--- WRITTEN INSTRUCTION 1 ---
Name every ship that the East India Company court minutes identify by name.
--- WRITTEN INSTRUCTION 2 ---
Answer these questions from the East India Company court minutes:
(a) For what sum was Mrs. Flower Hinshawe accepted as security for her son?
(b) Who was master of the Dragon?
(c) Who was captain of the Osiander?
--- WRITTEN INSTRUCTION 3 ---
Write out the passage of the East India Company court minutes starting with "Aug. 2–19. 762." and going on through "of Mr. Barret.".
--- begin TEXT EXCERPT ---
Aug. 2–19. 762. Court Minutes of the East India Company. Transfer of adventures. No abatement to be made of the officers' duties. Money in hand being short, those who will bring in their adventure before the time, to be allowed interest. Mrs. Flower Hinshawe accepted as security for her son for 700l. Henry Fisher to be admitted. Wages of Wm. Sheppard, a factor at Bantam, who was pressed upon the Company by Sir Lionel Cranfield. Demand of Mr. Barret.
Aug. 3.—Proceedings of Wm. Sheppard in the East Indies, his boast of his means gotten there, considering that he went forth a raw youth, with much importunity of Sir Lionel Cranfield, who promised to be his security, and that he has done no good service, but sent home commodities on his private account. The Company resolve not to part with any of his wages until they are better satisfied of his doings. Day appointed for the Turkey business. Sale of cloves. Payment to Francis Sadler. The pepper account. Payment to Mr. Bonner, master of the Dragon. Wages of John Tilman, deceased. Pepper sent by Edward Cristian, captain of the Osiander, to be given up to Richard Atkinson and Francis Sadler. Custom of the pepper. Mr. Horrod's ship not to be bought. Stores of the Dragon and Expedition to be appraised. Resolution to send the two pinnaces away, but not to have any hand in the removal [from Bantam], because there must be a treaty with the King of Jacatra to procure a place to build free from fire; the Flemings must also be treated with and authority taken from hence. Not thought fitting nor safe to remove wholly from Bantam, as the Flemings might then have the opportunity to keep the English away altogether, “whereas no place can perform so much on the sudden as Bantam for the furnishing of our ships that want lading.” Masters to be provided with stores and other commodities. The pinnaces not to be sheathed with lead. The purser to buy all the Mariner's pepper brought home in the Expedition for the Company's use.
--- end TEXT EXCERPT ---
--- begin EXTRACTED ENTRIES ---
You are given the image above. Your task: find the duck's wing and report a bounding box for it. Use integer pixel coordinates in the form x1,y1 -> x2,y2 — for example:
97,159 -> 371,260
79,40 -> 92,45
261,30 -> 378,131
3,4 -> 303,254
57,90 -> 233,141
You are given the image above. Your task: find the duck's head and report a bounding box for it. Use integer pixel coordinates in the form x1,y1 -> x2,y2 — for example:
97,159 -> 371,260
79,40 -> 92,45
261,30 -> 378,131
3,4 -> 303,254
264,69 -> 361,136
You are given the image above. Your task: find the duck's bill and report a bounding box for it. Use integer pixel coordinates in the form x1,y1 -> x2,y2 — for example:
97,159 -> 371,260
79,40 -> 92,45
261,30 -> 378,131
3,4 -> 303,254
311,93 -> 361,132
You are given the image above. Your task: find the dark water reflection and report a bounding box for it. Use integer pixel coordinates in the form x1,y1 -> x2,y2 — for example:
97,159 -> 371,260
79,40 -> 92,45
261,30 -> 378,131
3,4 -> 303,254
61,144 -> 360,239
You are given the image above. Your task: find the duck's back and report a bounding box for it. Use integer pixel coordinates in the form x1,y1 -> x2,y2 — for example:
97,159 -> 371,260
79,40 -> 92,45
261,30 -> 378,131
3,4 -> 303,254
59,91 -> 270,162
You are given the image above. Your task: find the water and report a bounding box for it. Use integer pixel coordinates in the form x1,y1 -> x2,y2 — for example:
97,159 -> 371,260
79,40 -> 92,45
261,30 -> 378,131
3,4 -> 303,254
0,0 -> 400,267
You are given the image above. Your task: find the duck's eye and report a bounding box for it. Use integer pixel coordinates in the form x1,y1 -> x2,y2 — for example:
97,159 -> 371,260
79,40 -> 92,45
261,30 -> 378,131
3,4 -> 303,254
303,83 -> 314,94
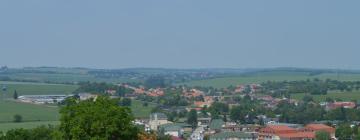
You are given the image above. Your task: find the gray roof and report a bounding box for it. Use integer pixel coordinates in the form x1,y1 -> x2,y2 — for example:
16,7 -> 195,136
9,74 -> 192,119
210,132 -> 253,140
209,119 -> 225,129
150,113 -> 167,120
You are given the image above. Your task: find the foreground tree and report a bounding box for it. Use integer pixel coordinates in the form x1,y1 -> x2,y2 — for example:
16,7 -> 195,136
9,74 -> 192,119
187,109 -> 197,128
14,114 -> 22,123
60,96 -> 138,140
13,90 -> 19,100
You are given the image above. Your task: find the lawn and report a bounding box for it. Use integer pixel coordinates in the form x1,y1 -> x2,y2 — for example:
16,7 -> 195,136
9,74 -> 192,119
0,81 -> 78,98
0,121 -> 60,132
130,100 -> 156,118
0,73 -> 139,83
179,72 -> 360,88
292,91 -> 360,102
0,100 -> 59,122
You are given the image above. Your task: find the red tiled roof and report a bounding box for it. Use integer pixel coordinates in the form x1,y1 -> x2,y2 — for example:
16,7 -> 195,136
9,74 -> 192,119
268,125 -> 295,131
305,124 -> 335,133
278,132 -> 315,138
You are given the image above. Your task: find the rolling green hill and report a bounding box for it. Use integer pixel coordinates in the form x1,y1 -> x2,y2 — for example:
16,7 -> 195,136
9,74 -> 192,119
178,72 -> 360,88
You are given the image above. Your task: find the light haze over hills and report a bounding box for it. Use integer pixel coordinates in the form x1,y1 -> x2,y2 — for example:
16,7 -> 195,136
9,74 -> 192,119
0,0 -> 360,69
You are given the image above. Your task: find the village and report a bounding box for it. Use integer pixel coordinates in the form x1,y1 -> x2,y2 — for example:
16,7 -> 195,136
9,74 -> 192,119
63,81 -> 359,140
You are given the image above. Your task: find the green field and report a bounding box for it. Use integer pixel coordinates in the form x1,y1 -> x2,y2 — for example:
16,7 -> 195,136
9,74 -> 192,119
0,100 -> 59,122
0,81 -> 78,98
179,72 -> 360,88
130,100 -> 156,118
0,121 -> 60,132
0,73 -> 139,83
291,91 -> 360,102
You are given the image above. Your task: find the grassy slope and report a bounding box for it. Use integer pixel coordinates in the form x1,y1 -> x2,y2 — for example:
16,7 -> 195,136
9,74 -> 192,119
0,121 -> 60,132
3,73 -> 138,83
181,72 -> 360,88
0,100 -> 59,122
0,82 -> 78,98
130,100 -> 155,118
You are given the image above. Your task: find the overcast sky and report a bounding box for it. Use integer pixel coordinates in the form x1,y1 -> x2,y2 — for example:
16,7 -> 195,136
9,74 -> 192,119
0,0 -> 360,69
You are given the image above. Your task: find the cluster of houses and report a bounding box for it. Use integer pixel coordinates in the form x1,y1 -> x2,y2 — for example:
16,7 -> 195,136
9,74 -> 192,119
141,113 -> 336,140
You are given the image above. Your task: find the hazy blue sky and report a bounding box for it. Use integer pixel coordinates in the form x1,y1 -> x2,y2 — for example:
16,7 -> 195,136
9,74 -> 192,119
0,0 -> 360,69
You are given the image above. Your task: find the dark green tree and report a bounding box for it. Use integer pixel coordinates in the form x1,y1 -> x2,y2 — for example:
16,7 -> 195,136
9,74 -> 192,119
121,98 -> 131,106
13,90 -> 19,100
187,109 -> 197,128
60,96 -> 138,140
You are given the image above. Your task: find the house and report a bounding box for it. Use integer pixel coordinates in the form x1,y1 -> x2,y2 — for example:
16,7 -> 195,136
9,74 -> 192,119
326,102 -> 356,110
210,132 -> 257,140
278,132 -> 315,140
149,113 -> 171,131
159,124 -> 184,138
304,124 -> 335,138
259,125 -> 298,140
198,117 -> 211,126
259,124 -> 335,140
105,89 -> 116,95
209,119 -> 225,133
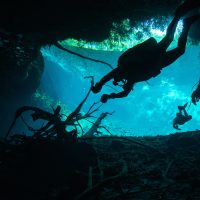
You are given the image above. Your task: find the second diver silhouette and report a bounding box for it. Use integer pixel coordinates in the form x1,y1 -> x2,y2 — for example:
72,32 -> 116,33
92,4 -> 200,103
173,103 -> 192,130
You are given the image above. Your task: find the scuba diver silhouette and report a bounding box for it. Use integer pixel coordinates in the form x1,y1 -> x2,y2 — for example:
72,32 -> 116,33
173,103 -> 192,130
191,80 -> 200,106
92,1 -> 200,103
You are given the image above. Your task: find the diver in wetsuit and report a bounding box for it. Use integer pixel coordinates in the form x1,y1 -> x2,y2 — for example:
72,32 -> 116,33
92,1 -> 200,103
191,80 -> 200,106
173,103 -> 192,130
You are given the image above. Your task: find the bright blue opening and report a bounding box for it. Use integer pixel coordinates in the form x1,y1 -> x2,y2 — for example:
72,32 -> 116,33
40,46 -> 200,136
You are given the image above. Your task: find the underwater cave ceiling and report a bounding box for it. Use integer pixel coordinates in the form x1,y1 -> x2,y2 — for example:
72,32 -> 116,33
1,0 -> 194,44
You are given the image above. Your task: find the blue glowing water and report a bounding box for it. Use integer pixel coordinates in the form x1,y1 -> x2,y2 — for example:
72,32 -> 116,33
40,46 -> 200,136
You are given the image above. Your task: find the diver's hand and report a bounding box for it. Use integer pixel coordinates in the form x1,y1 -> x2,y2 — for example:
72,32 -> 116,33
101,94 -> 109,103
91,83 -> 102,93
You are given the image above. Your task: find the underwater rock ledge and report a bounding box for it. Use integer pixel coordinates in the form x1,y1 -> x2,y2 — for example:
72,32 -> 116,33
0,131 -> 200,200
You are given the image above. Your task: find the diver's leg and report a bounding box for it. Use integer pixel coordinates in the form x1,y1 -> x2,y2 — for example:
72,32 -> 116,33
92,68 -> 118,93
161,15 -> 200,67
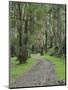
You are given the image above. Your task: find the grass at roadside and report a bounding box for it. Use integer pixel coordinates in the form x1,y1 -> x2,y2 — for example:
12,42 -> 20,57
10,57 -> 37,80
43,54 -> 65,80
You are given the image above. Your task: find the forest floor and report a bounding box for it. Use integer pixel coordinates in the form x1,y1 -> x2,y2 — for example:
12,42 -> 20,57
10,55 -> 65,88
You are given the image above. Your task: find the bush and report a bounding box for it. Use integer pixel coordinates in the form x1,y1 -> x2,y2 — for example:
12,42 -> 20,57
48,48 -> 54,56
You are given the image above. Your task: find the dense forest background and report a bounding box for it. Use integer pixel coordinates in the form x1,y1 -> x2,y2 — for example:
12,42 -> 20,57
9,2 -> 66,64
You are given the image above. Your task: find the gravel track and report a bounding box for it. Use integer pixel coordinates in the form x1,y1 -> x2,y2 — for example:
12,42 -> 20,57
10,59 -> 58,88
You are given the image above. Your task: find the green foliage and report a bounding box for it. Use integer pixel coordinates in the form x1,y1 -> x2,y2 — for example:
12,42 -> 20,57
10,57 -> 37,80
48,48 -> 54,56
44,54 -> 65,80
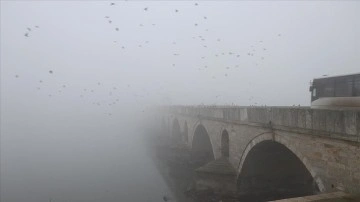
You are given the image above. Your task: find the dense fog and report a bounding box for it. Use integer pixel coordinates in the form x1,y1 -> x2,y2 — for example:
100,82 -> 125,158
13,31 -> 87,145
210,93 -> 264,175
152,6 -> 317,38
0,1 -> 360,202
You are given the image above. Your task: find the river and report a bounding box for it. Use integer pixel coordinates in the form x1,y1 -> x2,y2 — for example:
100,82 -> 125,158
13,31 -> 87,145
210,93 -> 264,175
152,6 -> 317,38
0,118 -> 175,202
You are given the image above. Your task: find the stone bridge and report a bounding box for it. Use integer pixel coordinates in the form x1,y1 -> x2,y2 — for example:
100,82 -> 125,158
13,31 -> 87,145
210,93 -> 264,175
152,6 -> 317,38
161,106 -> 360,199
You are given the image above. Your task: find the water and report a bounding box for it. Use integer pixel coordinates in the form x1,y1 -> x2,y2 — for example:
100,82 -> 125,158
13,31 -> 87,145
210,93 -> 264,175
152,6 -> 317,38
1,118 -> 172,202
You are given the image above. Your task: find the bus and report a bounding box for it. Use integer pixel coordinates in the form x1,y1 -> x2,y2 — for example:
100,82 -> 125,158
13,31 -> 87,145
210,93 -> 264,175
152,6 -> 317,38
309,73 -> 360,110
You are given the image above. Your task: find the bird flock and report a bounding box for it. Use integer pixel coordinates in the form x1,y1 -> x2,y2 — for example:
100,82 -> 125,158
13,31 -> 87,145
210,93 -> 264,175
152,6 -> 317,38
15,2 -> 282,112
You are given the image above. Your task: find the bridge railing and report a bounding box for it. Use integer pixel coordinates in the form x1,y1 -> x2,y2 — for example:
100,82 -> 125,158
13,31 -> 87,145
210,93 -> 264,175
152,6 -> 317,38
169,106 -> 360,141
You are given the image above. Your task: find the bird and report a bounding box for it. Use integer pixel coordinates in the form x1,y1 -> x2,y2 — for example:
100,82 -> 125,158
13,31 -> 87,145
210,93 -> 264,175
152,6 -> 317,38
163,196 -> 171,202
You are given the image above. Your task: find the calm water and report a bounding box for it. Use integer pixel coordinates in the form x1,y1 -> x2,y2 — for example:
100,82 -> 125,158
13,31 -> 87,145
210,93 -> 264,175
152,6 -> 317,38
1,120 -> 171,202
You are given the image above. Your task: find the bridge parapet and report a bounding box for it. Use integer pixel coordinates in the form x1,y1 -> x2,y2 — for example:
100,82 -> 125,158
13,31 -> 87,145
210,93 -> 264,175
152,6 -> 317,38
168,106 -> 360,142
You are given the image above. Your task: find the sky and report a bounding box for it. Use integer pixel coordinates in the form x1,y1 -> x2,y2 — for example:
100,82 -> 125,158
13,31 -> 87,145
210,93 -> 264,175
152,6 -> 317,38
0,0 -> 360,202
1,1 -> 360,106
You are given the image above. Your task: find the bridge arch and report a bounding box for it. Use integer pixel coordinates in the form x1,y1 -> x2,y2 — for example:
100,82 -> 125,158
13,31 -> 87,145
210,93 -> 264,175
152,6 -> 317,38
--- end EXTRACTED ENTRIES ---
--- FULL RESPONSE 1 ---
Dragon
Osiander
Expedition

--- FULL RESPONSE 2 ---
(a) 700l.
(b) Mr. Bonner
(c) Edward Cristian

--- FULL RESPONSE 3 ---
Aug. 2–19. 762. Court Minutes of the East India Company. Transfer of adventures. No abatement to be made of the officers' duties. Money in hand being short, those who will bring in their adventure before the time, to be allowed interest. Mrs. Flower Hinshawe accepted as security for her son for 700l. Henry Fisher to be admitted. Wages of Wm. Sheppard, a factor at Bantam, who was pressed upon the Company by Sir Lionel Cranfield. Demand of Mr. Barret.